**Exercise task**
Print exactly, and only, the lines running from the line containing "Q: Point to the blurred" through the end of the records below.

**Collection entries**
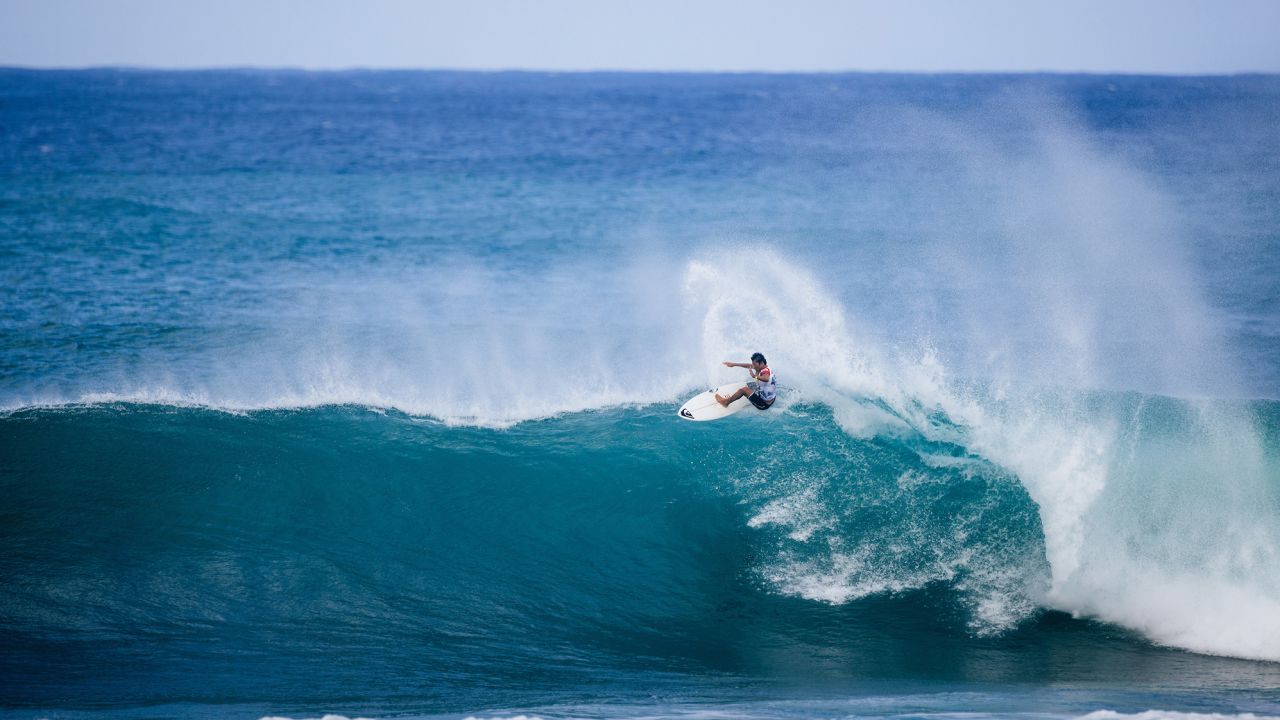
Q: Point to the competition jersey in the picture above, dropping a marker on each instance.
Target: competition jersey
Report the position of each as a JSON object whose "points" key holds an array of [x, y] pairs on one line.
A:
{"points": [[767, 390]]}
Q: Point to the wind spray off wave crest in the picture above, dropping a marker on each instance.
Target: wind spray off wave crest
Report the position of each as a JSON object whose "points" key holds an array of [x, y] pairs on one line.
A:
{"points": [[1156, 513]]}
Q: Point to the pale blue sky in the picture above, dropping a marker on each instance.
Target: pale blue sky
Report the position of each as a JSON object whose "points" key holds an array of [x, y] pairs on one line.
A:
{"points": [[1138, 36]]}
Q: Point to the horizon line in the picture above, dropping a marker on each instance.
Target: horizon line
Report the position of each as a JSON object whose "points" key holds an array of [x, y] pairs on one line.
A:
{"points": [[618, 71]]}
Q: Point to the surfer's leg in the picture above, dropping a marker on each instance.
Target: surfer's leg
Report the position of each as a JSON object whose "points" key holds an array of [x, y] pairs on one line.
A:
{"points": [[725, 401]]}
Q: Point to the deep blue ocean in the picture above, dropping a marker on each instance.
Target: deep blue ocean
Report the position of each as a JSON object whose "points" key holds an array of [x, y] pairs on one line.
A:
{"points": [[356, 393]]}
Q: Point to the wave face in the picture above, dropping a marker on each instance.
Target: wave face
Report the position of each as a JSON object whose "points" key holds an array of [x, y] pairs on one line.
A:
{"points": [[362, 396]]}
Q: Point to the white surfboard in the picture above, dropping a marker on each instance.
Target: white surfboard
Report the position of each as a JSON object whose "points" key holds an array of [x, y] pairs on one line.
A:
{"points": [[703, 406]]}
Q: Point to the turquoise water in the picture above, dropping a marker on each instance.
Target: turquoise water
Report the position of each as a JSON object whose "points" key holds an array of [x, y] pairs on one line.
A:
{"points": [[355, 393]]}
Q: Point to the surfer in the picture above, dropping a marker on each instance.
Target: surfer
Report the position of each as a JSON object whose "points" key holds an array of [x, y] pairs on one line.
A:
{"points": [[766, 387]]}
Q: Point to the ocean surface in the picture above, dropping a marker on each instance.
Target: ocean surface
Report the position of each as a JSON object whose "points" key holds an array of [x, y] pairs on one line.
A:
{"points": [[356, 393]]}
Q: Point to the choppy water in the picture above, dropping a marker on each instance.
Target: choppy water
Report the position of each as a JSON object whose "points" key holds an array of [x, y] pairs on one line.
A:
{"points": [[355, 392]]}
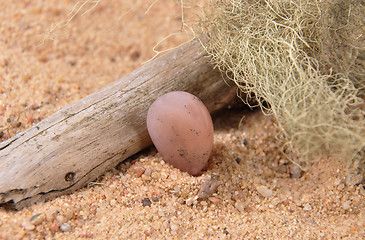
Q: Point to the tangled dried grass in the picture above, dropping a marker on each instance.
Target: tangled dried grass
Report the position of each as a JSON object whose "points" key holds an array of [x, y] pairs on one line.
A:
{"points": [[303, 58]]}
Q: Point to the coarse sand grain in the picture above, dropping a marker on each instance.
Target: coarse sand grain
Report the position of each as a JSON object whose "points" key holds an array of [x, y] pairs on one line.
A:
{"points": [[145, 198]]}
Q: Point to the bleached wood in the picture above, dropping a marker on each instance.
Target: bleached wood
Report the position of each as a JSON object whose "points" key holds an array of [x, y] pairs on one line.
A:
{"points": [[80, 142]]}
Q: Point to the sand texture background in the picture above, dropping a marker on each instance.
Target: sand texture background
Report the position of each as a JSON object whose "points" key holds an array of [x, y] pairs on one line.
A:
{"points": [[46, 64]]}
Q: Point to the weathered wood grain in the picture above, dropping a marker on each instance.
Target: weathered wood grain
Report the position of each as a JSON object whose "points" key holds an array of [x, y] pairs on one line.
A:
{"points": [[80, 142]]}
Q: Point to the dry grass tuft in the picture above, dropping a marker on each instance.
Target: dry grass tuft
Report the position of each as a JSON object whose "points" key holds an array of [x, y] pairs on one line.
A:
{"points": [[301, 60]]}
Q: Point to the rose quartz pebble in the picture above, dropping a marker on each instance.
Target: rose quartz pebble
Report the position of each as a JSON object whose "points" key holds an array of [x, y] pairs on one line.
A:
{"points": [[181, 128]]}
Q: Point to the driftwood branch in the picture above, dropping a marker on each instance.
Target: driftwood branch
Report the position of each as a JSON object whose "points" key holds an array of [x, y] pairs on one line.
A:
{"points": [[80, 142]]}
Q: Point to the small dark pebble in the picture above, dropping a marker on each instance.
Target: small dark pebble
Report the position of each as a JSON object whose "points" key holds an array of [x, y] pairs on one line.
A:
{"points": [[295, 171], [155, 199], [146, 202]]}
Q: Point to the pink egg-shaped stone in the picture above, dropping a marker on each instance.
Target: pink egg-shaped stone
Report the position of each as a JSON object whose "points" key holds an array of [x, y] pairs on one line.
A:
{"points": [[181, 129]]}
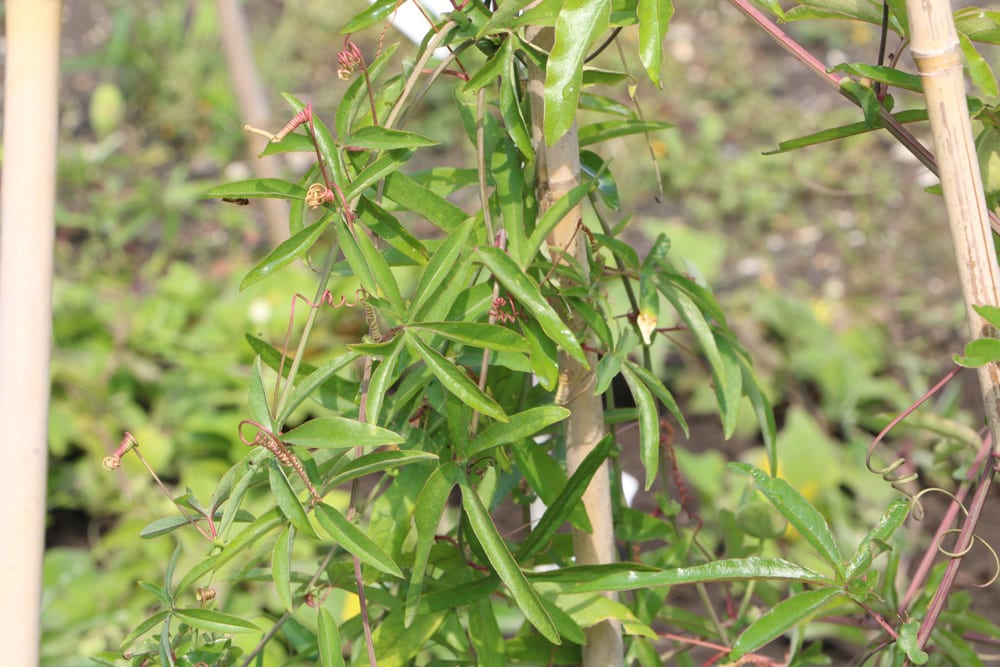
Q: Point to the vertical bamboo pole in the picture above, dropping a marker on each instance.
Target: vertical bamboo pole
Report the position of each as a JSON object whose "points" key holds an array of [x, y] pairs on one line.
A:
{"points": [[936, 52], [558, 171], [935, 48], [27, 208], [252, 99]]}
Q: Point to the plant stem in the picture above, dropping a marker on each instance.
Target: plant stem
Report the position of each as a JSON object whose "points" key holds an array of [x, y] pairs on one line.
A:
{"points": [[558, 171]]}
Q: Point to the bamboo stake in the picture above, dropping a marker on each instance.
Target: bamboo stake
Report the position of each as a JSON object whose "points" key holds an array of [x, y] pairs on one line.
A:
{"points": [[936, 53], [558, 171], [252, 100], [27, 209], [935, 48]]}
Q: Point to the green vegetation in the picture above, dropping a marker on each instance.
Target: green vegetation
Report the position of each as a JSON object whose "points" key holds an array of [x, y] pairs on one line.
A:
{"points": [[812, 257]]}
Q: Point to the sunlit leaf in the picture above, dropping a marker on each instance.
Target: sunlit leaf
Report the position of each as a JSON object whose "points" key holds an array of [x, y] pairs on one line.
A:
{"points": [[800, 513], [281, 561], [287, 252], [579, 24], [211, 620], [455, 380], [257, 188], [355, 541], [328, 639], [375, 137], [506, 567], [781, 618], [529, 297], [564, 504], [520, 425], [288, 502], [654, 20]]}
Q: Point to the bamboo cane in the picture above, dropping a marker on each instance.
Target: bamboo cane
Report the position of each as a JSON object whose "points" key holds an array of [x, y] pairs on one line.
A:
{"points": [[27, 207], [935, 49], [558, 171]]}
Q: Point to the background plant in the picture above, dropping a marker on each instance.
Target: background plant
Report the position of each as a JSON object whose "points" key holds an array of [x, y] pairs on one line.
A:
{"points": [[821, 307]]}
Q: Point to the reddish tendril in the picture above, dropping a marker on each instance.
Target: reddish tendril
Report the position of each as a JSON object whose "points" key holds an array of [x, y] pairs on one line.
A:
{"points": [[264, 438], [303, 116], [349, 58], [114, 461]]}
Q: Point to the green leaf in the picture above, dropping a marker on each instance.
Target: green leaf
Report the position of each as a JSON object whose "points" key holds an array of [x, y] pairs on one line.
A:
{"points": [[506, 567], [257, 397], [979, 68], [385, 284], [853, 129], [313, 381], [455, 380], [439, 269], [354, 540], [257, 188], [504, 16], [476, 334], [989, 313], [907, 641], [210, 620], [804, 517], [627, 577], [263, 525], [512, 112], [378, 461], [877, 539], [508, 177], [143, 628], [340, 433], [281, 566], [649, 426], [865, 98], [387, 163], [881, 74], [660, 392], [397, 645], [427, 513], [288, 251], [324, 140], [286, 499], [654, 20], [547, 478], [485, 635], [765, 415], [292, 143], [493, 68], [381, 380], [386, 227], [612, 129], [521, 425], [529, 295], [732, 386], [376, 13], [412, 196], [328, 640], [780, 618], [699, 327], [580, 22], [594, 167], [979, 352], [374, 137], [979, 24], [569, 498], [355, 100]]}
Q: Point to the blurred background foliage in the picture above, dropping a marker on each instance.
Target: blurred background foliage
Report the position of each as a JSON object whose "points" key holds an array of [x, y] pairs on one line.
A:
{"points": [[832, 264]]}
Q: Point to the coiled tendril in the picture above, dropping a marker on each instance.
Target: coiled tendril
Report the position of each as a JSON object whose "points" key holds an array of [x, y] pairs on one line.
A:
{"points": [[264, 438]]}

**Complete response**
Q: Point to the blurred background foliage in the picture above, dropping a marker on each instance.
Target: blurred background foliage
Report the position of each as a JSON object whose "points" key holds an array of [x, y] pairs on one line.
A:
{"points": [[832, 264]]}
Q: Point to the coiled tendril in the picture above, dropping a marker on each instance.
Target: coiled tendril
Report the position of each as a JSON object whose "points" key holds an array of [x, y] pairs on one line.
A:
{"points": [[264, 438]]}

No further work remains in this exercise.